GIVEN RECORDS
=== Begin Enclosure ===
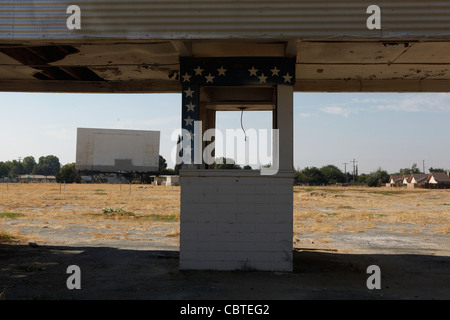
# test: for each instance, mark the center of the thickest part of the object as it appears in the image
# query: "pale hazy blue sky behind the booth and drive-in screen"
(378, 130)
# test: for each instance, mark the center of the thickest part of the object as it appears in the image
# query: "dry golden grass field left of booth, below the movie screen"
(108, 211)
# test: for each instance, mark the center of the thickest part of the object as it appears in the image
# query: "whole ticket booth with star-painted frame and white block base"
(237, 219)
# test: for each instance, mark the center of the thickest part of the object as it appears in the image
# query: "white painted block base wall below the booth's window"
(236, 220)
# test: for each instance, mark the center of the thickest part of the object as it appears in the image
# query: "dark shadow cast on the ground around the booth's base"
(110, 273)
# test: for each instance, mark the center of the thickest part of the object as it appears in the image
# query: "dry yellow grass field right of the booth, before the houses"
(408, 211)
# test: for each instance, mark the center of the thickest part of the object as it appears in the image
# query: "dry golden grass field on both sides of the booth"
(119, 209)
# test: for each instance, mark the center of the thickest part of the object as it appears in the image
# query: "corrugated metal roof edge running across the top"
(221, 19)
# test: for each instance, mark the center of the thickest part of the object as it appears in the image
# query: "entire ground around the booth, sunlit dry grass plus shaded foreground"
(338, 233)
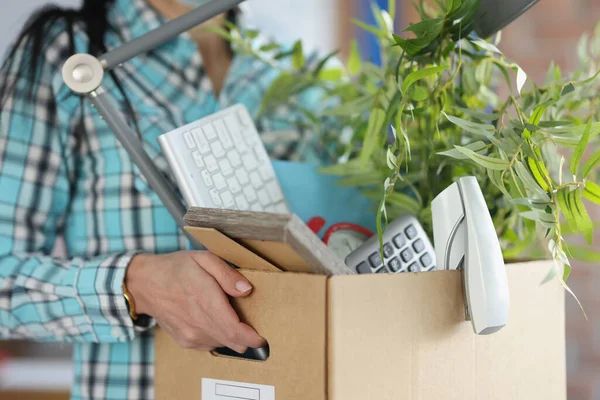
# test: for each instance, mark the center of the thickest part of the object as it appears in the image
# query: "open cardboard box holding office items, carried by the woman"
(380, 337)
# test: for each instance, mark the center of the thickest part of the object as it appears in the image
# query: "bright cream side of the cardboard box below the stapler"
(405, 337)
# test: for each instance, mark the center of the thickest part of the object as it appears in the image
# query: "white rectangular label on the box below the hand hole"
(213, 389)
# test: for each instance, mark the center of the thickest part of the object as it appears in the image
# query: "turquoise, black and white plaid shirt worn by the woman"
(89, 191)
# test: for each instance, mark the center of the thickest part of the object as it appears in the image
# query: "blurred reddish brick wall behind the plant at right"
(550, 31)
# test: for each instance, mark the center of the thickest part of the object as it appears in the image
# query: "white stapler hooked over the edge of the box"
(465, 239)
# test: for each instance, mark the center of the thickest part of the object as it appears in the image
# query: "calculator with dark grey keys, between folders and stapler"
(406, 248)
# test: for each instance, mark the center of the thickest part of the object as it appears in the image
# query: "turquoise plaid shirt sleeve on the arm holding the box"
(43, 297)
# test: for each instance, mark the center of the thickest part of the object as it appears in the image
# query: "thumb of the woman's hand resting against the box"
(232, 282)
=== End Enclosure ===
AIM OF THE EXERCISE
Omit every picture while copying the listing above exactly.

SOLUTION TO THIS PROBLEM
# test: for each instance, mark the center of the thickest part of the object as it appears in the image
# query: "pale hazy blue sky behind the booth and drive-in screen"
(378, 130)
# test: for each instance, mark the center of the thickest part of the object as it appears in the image
# query: "dry golden grass field left of booth, below the movie screen"
(108, 211)
# test: for each instance, mark the center of the thickest part of the object as it appears in the image
# query: "whole ticket booth with star-painted frame and white block base"
(237, 219)
# test: for each instance, mark the center of the thickest part of the object as it appears in the image
# query: "white painted block base wall below the booth's window"
(236, 220)
# test: for each instance, mark the center of the thickest part of the object as it appears in the image
# query: "dark shadow cast on the ground around the booth's base"
(110, 273)
# test: for each instance, mark the center of the thickest part of the object as it appears in the image
# query: "dry yellow grass field right of the booth, before the houses"
(408, 211)
# test: for each instance, mark the center of the thickest part of the object as it appears in the image
# query: "dry golden grass field on both sides of the booth"
(119, 209)
# test: for each instance, mark the center of the thickest part of the object as it appears in the image
# query: "corrugated metal roof edge running across the top"
(221, 19)
# test: for each instance, mark the center of the thickest part of the object as it appears in the image
# query: "entire ground around the booth, sunlit dry grass plus shaded foreground"
(338, 233)
# test: for each instance, mark the center of the thickest part of the object as it appears in the image
# query: "open cardboard box holding office items, carried by the woman"
(380, 337)
# test: for each instance, mark the center of the thickest part of the object as it appears in the image
# query: "bright cream side of the cardboard box below the stapler"
(405, 337)
# test: for each instance, mark the center of the thickest part of the object as it appears in the image
# query: "white rectangular label on the box below the hand hole"
(213, 389)
# test: for each instance, mark the center of the thickest part of the object as it appears in the image
# query: "turquoise, black and white plaid shirt worn by the woman"
(89, 191)
# test: for each instance, mark the center of the thickest part of the object as it appears in the image
# query: "blurred reddish brick wall behind the plant at right"
(550, 31)
# test: for each instance, mark the center of the thickest part of the object as it appears in the image
# query: "white stapler hooked over the edge of the box"
(465, 239)
# test: for each instance, mark the center of the thickest part of the object as it appears in the image
# query: "calculator with dark grey keys, between folders and stapler"
(406, 248)
# test: for each instance, mark the center of the thickest part of the object as it appears in the image
# query: "turquoise plaid shirt sleeve on the arm holding the box"
(43, 297)
# test: for each instance, mark the center of the thickest part of the object as it appears in the image
# query: "thumb of the woman's hand resting against the box"
(232, 282)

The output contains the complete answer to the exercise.